──────── RECORDS PROVIDED ────────

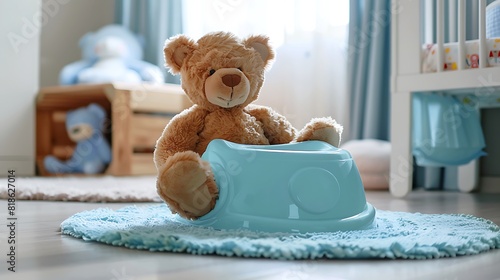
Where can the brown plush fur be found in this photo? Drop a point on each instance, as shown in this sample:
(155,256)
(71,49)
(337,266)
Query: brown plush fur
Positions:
(221,75)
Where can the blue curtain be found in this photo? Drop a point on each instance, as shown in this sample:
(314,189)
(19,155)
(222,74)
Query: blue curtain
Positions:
(155,21)
(369,69)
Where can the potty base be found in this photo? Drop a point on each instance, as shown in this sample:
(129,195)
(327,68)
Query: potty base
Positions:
(300,187)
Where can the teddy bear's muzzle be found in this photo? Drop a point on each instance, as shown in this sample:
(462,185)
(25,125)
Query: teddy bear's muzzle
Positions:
(231,80)
(227,87)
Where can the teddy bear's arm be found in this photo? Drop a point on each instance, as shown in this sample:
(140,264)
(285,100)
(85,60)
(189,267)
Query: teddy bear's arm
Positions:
(277,128)
(180,134)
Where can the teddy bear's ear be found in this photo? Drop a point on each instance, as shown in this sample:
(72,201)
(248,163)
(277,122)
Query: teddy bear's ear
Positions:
(176,49)
(260,43)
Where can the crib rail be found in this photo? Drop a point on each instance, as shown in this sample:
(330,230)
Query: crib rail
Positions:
(455,17)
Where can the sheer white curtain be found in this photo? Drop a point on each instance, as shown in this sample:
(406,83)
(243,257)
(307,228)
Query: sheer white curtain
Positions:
(308,77)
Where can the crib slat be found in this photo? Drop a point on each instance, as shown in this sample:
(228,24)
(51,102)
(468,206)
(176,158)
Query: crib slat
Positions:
(440,34)
(483,62)
(452,20)
(429,21)
(461,34)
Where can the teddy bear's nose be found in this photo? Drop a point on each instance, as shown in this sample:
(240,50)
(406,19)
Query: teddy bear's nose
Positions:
(231,80)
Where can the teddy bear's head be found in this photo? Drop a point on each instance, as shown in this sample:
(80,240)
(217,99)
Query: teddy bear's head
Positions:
(219,70)
(83,123)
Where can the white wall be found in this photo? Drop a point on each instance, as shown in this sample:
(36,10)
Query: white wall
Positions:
(67,22)
(19,48)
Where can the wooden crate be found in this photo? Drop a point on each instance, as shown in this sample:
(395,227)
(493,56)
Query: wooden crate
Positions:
(137,116)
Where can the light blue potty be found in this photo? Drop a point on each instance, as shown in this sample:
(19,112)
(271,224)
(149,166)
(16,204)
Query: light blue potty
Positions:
(300,187)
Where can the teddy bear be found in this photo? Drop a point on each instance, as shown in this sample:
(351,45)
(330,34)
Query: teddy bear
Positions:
(92,152)
(222,75)
(110,54)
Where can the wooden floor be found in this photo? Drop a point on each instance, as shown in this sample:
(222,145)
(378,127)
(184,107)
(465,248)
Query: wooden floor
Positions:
(43,253)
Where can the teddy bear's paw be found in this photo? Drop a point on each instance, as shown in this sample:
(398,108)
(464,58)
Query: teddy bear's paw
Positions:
(188,189)
(322,129)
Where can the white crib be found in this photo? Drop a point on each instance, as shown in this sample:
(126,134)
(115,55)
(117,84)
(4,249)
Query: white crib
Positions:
(408,77)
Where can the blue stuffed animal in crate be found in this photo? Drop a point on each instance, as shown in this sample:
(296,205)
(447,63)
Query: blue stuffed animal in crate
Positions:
(92,153)
(111,54)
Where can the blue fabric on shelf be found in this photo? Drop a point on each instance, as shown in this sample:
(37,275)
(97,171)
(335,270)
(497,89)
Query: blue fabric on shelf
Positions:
(397,235)
(445,131)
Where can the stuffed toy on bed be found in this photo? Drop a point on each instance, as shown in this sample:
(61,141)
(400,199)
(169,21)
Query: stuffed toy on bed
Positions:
(112,54)
(92,152)
(221,74)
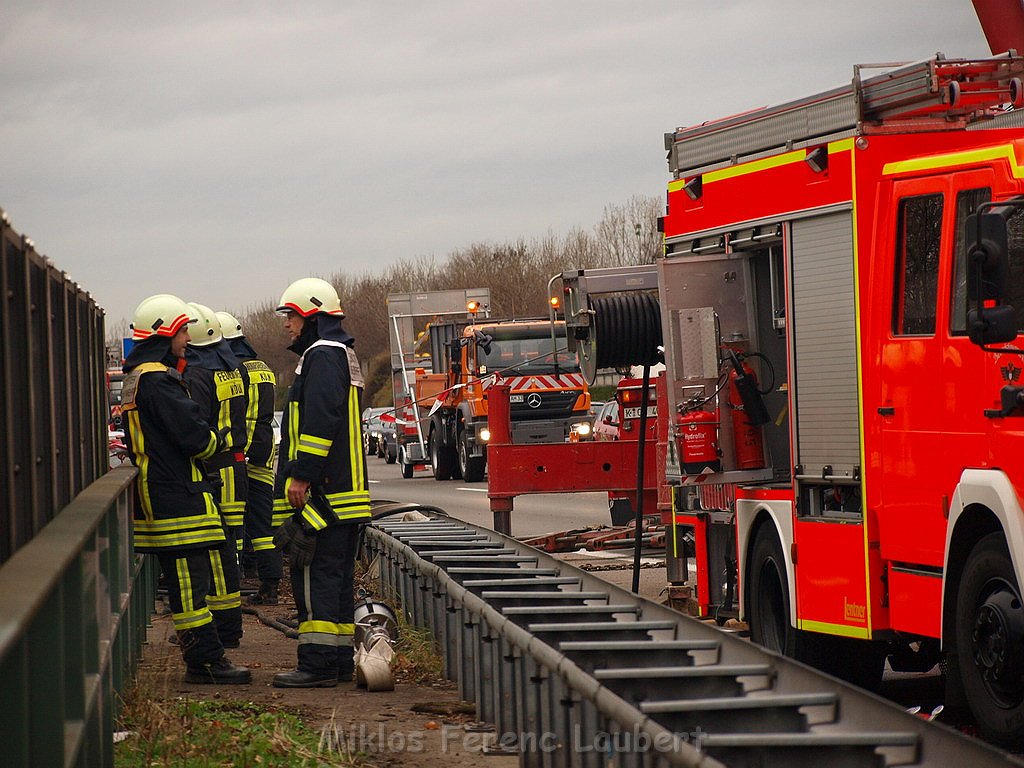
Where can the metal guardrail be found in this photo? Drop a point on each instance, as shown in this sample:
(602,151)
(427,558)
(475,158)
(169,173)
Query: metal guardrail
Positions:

────────

## WHAT IS REQUIRED
Rewrite the records starting at the line that contains "Where can the stuffed" and ending at the end of the records, replacing "stuffed toy" with "plush toy" and changing nothing else. Leave the pictures out.

## TASK ANSWER
Where can the plush toy on bed be found in this photo? Drop a point on each instance, as shown in this sample:
(61,141)
(400,199)
(169,21)
Query: plush toy on bed
Positions:
(112,54)
(92,152)
(221,74)
Where can the metal guardrail be found in this photo? Drop a point on each instance, as shown in this sample:
(602,151)
(427,558)
(475,158)
(169,173)
Query: metal guardrail
Positions:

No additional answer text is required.